## Problem to solve
Everything from the line containing "For the test set, locate each instance of the safety" down to the last line of the entries below must be transcribed exactly, and nothing else.

## Input data
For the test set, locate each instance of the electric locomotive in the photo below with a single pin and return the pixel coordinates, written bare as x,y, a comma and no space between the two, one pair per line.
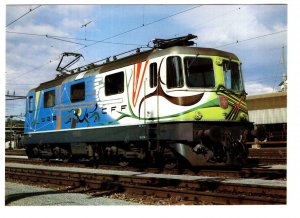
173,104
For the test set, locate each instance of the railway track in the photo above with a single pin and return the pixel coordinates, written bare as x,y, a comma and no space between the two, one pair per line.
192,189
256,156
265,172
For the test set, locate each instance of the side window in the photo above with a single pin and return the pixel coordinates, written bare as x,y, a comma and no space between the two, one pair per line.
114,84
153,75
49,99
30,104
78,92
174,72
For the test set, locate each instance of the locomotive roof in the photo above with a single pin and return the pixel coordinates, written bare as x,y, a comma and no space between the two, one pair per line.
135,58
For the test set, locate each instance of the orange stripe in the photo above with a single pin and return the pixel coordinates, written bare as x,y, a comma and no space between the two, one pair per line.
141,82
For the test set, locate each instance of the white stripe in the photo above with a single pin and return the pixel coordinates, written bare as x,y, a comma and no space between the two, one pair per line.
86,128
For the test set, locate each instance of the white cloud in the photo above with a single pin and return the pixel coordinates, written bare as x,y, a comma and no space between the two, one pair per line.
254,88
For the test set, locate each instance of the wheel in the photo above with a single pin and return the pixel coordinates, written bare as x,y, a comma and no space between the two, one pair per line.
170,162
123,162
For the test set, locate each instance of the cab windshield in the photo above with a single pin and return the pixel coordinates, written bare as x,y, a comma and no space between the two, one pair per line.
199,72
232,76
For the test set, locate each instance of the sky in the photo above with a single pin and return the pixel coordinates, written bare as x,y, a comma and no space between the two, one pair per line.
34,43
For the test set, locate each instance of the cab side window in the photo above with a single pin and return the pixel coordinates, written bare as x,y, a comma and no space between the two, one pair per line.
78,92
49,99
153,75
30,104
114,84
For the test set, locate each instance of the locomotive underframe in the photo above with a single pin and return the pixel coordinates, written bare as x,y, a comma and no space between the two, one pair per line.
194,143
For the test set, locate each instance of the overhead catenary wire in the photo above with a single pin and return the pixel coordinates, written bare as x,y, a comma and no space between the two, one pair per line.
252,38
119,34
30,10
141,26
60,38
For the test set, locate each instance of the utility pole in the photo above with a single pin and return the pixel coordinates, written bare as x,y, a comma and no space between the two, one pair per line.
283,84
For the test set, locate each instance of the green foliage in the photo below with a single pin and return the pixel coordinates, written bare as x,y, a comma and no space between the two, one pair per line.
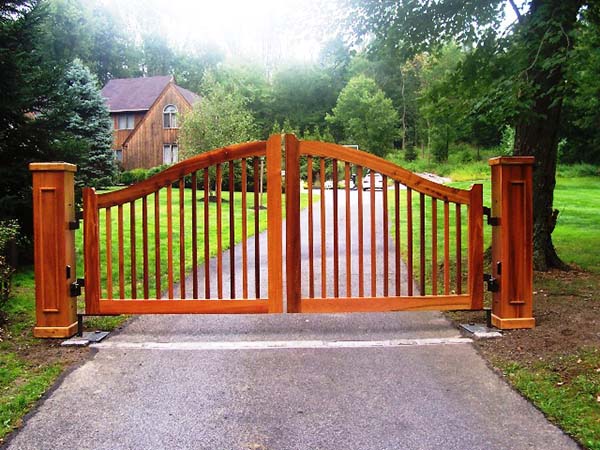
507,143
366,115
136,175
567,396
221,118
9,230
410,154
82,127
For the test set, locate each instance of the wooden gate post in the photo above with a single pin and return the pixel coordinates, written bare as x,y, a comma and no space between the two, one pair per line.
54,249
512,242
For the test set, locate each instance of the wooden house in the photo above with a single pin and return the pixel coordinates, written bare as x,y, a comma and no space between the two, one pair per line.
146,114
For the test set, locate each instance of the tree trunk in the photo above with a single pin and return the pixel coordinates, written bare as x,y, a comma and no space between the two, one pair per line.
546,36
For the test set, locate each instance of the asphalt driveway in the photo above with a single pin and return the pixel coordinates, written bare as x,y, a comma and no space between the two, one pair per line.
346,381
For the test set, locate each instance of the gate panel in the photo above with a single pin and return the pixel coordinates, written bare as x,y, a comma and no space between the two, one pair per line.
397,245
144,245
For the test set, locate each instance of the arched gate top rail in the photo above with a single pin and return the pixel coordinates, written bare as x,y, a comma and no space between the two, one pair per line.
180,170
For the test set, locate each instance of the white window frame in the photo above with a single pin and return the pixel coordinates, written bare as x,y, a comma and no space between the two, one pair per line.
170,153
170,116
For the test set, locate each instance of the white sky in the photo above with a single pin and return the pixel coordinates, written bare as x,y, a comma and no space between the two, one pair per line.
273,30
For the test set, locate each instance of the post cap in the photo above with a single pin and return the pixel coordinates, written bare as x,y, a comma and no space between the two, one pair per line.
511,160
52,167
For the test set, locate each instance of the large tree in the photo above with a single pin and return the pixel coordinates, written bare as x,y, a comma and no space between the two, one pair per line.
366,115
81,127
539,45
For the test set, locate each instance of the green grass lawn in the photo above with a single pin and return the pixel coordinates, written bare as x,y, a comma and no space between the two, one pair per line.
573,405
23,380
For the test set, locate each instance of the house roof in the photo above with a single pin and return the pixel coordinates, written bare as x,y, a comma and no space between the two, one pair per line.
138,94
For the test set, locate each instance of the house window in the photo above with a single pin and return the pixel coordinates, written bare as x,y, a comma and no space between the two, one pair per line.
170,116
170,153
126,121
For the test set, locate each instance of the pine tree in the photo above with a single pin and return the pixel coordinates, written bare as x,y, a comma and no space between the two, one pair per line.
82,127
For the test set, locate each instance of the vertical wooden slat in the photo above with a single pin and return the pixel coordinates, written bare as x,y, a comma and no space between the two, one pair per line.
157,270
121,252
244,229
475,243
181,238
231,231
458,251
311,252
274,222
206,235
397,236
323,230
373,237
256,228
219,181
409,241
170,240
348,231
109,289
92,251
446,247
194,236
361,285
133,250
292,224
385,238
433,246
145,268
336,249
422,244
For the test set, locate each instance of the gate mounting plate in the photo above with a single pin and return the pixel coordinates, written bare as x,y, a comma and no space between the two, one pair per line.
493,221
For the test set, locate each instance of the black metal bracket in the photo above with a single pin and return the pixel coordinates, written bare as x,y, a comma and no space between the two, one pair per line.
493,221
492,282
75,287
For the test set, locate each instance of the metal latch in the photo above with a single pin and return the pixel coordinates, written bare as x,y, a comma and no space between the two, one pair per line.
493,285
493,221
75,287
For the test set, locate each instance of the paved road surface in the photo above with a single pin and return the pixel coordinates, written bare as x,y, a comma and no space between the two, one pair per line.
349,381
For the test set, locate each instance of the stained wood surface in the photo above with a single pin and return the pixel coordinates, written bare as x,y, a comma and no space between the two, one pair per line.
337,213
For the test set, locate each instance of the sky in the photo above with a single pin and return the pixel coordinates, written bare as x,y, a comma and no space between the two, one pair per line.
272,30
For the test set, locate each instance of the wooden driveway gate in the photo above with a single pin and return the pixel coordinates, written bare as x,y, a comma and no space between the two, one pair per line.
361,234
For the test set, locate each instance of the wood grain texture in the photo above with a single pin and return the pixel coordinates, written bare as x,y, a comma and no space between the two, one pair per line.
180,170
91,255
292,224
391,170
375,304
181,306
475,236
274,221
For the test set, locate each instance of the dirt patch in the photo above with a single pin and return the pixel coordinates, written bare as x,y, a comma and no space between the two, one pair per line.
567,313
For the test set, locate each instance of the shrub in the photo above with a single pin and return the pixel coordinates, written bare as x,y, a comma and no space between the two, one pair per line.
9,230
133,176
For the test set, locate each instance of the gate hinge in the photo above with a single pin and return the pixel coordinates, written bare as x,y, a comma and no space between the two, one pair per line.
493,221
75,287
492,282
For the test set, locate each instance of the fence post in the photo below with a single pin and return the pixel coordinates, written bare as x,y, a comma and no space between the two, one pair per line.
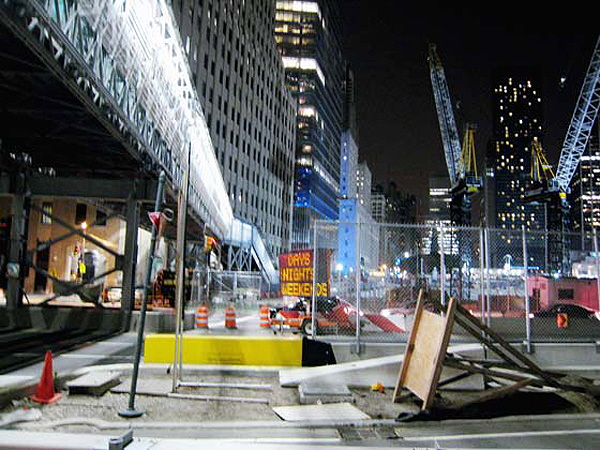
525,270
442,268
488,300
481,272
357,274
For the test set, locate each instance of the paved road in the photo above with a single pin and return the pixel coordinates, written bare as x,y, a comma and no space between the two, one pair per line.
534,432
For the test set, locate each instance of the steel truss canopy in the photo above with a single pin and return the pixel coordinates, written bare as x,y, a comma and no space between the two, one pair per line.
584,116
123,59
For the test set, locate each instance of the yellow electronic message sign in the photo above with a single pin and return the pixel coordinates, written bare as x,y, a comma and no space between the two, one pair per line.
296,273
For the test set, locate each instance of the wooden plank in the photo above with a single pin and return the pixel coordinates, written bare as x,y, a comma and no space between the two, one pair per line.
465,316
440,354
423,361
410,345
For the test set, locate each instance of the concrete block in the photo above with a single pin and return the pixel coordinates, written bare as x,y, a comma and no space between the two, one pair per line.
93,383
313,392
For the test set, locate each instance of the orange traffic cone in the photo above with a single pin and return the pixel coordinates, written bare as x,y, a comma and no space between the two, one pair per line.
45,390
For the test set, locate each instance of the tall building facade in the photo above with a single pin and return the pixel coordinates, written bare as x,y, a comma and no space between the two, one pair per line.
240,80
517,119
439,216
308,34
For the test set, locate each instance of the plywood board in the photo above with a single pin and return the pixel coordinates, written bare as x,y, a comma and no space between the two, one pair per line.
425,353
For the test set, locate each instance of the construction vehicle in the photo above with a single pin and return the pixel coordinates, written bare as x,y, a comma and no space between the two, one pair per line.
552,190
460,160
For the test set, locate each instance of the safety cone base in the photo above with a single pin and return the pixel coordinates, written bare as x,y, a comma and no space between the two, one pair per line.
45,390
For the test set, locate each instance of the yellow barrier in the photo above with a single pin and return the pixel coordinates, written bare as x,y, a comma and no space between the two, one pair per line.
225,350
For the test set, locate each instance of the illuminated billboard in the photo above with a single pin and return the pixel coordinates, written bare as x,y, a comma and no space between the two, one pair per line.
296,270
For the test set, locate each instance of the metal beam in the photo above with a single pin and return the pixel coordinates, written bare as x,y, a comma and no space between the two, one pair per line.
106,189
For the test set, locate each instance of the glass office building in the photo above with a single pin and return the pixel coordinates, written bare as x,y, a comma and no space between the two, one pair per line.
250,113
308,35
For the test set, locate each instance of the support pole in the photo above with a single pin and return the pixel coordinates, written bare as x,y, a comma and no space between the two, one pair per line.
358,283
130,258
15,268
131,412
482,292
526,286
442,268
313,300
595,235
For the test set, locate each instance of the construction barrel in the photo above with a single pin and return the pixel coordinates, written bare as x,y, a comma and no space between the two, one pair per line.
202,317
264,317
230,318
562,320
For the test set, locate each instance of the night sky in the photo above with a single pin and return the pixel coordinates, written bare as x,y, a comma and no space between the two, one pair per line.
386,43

## Written response
For the test set, locate each instance of the safety cone base in the photo above with a single pin and return the pixel coordinates, written bare as x,y, a comma and no space between the two, one pair per line.
45,390
For the test set, locate each instance of the yellow barrier in the photo above with a single pin and return the pixel coordinates, written bare as x,y, a comma and no space between the two, one pair per line.
225,350
For the test set, locate each instance of the illuminated billboard in the photo above with a single pin and return the pixel coordinates, written bare as x,y, a comma and no space between the two, one pair per line.
296,270
For the test set, locate each instance of the metal beam in the photo above with a single pin and return the pixel coordinates, written bare as x,y, a comma and no space between the two, one pair per line.
106,189
For the test set, locate each instance of the glass office building in the photo above with a single pin and return the pixel coordinates, written bare as x,y, a comma and no space between the two, one pair per line.
250,113
308,35
For the test set, locate each instance of the support pole in the photo above with a single pin and return the pixel coordinates, written bare as x,y, a comma and no space between the two, one pair per line.
358,283
130,258
15,268
131,412
482,292
526,286
442,268
313,300
595,235
For the test set, locate each instance of the construction barrel in the photo above with a single pin and return the pixel coordinates, written bare as x,y, a comma and no space between the two, one pair per line.
202,317
264,317
230,318
562,320
For the test set, locate each instance of the night sky in the photo above with a single pin and return the pixel coordinates, written bare as x,y, a comma and no space between the two, one pair per line.
386,43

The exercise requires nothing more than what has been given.